• WHAT TO WORK ON
The records below must be transcribed exactly. Do not include the pictures.

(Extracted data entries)
::::

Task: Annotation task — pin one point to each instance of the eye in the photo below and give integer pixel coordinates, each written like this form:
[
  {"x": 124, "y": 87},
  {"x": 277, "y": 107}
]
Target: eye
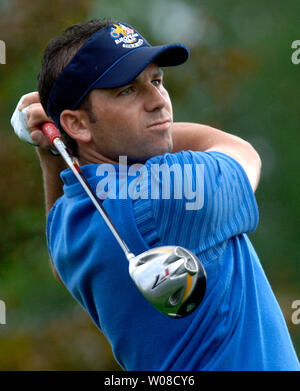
[{"x": 157, "y": 82}]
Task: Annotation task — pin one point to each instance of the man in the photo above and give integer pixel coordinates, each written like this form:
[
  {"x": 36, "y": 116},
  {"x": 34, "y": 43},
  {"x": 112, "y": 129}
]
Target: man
[{"x": 102, "y": 85}]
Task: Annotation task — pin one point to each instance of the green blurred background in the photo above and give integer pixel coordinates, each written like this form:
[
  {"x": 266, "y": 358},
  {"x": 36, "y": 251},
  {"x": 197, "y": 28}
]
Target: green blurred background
[{"x": 240, "y": 78}]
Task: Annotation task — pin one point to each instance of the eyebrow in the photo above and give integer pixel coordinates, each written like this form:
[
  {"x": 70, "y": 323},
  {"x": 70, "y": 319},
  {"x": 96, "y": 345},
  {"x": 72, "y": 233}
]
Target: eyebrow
[{"x": 156, "y": 73}]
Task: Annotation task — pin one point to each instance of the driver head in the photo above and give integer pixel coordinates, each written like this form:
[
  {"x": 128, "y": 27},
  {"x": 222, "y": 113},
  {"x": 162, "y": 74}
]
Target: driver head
[{"x": 171, "y": 278}]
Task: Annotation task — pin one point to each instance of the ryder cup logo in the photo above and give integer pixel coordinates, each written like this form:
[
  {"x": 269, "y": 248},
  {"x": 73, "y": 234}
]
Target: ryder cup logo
[
  {"x": 2, "y": 52},
  {"x": 125, "y": 35}
]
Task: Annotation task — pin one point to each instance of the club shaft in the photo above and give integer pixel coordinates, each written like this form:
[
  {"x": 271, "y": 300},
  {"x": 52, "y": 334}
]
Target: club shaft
[{"x": 74, "y": 166}]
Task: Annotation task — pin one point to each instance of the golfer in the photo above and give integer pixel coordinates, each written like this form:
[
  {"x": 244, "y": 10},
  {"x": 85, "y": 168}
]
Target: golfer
[{"x": 101, "y": 83}]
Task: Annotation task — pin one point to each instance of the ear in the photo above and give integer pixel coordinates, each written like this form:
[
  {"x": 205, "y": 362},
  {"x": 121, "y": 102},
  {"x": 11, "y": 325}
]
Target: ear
[{"x": 76, "y": 124}]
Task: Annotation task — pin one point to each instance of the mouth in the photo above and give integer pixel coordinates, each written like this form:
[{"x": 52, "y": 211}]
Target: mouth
[{"x": 160, "y": 125}]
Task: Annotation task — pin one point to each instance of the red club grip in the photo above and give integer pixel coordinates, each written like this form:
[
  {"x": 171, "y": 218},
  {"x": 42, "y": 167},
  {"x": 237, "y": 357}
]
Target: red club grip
[{"x": 51, "y": 131}]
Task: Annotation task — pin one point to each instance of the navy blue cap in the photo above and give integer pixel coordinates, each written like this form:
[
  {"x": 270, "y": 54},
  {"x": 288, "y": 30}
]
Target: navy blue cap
[{"x": 112, "y": 57}]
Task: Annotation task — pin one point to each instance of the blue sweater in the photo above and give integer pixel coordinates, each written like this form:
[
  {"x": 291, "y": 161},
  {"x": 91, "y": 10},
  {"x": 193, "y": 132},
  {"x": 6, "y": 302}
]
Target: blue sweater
[{"x": 239, "y": 324}]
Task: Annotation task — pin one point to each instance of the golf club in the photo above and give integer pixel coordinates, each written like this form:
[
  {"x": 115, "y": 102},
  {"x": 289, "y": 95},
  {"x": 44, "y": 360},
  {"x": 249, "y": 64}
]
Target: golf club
[{"x": 171, "y": 278}]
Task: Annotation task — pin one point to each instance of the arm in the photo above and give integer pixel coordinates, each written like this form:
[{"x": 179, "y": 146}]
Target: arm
[
  {"x": 51, "y": 165},
  {"x": 196, "y": 137}
]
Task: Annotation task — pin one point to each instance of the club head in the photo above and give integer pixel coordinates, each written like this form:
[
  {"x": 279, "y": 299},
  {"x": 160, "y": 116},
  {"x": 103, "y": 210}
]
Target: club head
[{"x": 171, "y": 278}]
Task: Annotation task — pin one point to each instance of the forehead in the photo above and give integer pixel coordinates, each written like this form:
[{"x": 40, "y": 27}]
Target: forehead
[{"x": 152, "y": 70}]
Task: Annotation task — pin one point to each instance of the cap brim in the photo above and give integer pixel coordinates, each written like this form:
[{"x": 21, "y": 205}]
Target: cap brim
[{"x": 129, "y": 67}]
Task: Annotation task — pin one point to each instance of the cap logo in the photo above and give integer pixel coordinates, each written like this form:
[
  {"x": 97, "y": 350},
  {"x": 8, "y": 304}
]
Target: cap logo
[{"x": 126, "y": 36}]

::::

• RESPONSE TO THE EXERCISE
Task: Annotation task — pin one point to each instance of the eye in the photo below and give integer pixel coordinates, each written like this form:
[
  {"x": 124, "y": 87},
  {"x": 277, "y": 107}
]
Target: eye
[{"x": 157, "y": 82}]
Task: Annotation task — pin one point to each instance of the man in the photo above and give integer pixel coordinates, each written like this form:
[
  {"x": 36, "y": 116},
  {"x": 34, "y": 43},
  {"x": 112, "y": 129}
]
Target: man
[{"x": 102, "y": 85}]
Task: Annotation task — pin one point to each instance of the green blurred background in the photo above and give integer pixel coordinates, each written like this form:
[
  {"x": 266, "y": 358},
  {"x": 36, "y": 251},
  {"x": 197, "y": 28}
]
Target: green blurred background
[{"x": 240, "y": 78}]
Task: Annotation task — pin one point to each instance of the eyebrow in the photo above and give integer pixel coordinates, each written like this form:
[
  {"x": 70, "y": 323},
  {"x": 70, "y": 319},
  {"x": 96, "y": 345},
  {"x": 72, "y": 233}
]
Target: eyebrow
[{"x": 156, "y": 73}]
Task: Annotation task — pin one point to each instance of the driver head in the photo above and give integer pixel coordinates, each written like this form:
[
  {"x": 128, "y": 27},
  {"x": 222, "y": 113},
  {"x": 162, "y": 74}
]
Target: driver head
[{"x": 171, "y": 278}]
Task: Annotation task — pin one point to each instance of the ryder cup logo in the photo above and give integer pixel coordinates, each written like this form:
[
  {"x": 269, "y": 248},
  {"x": 73, "y": 234}
]
Target: ryder cup logo
[
  {"x": 2, "y": 52},
  {"x": 125, "y": 35}
]
Task: Annotation task — pin one point to each instance of the club shaft in the photo above and give integer pixel coordinates, each written like this form:
[
  {"x": 271, "y": 300},
  {"x": 52, "y": 334}
]
Target: club shaft
[{"x": 74, "y": 166}]
Task: Annotation task — pin one point to each instance of the golfer in the photo above and give integer pixel coordinates, each written like this form:
[
  {"x": 244, "y": 10},
  {"x": 85, "y": 168}
]
Target: golfer
[{"x": 101, "y": 83}]
Task: Annotation task — pin one point to each instance of the ear in the photo above and give integer pixel coordinates, each written like this form:
[
  {"x": 205, "y": 362},
  {"x": 121, "y": 102},
  {"x": 11, "y": 325}
]
Target: ear
[{"x": 76, "y": 124}]
Task: Annotation task — pin one point to each instance of the mouth in the photo above and give integer pixel coordinates, each written like this form:
[{"x": 52, "y": 211}]
Target: mouth
[{"x": 160, "y": 125}]
Task: Annotation task — pin one point to each instance of the red club grip in the photo above and give integer pixel coordinates, each written like this form:
[
  {"x": 171, "y": 218},
  {"x": 42, "y": 167},
  {"x": 237, "y": 357}
]
Target: red club grip
[{"x": 51, "y": 131}]
Task: Annotation task — pin one point to each instance of the navy blue cap in the photo above and give integer pixel coordinates, each written like this form:
[
  {"x": 270, "y": 54},
  {"x": 288, "y": 30}
]
Target: navy blue cap
[{"x": 112, "y": 57}]
Task: Annotation task — pin one point to each instance of the blue sweater in the photo above and give integer pixel coordinates, each written like this form:
[
  {"x": 291, "y": 161},
  {"x": 91, "y": 10},
  {"x": 193, "y": 132},
  {"x": 6, "y": 302}
]
Target: blue sweater
[{"x": 239, "y": 324}]
Task: Annotation task — pin one point to each instance of the golf club in the photo above and give integer pixel coordinates, each written like this form:
[
  {"x": 115, "y": 102},
  {"x": 289, "y": 95},
  {"x": 44, "y": 360},
  {"x": 249, "y": 64}
]
Target: golf club
[{"x": 171, "y": 278}]
Task: Annotation task — pin one point to each instance of the arm in the photo above and give integer pixel coordinates, each written like this form:
[{"x": 179, "y": 146}]
Target: arm
[
  {"x": 51, "y": 165},
  {"x": 196, "y": 137}
]
Task: Annotation task — pin one point to each instance of the club head in the photo above and give integer pixel coordinates, each written like this form:
[
  {"x": 279, "y": 299},
  {"x": 160, "y": 116},
  {"x": 103, "y": 210}
]
Target: club head
[{"x": 171, "y": 278}]
Task: Annotation task — pin one point to each instance of the forehead in the photo above and give integer pixel coordinates, each written like this form:
[{"x": 40, "y": 27}]
Target: forehead
[{"x": 152, "y": 70}]
Task: Annotation task — pin one point to each instance of the cap brim in the photo above and give integer pixel coordinates, each written like this form:
[{"x": 21, "y": 205}]
Target: cap brim
[{"x": 129, "y": 67}]
Task: Annotation task — pin one point to each instance of the cap logo in the photo above and give integer pixel coordinates, each written like this form:
[
  {"x": 97, "y": 350},
  {"x": 8, "y": 304}
]
Target: cap logo
[{"x": 126, "y": 36}]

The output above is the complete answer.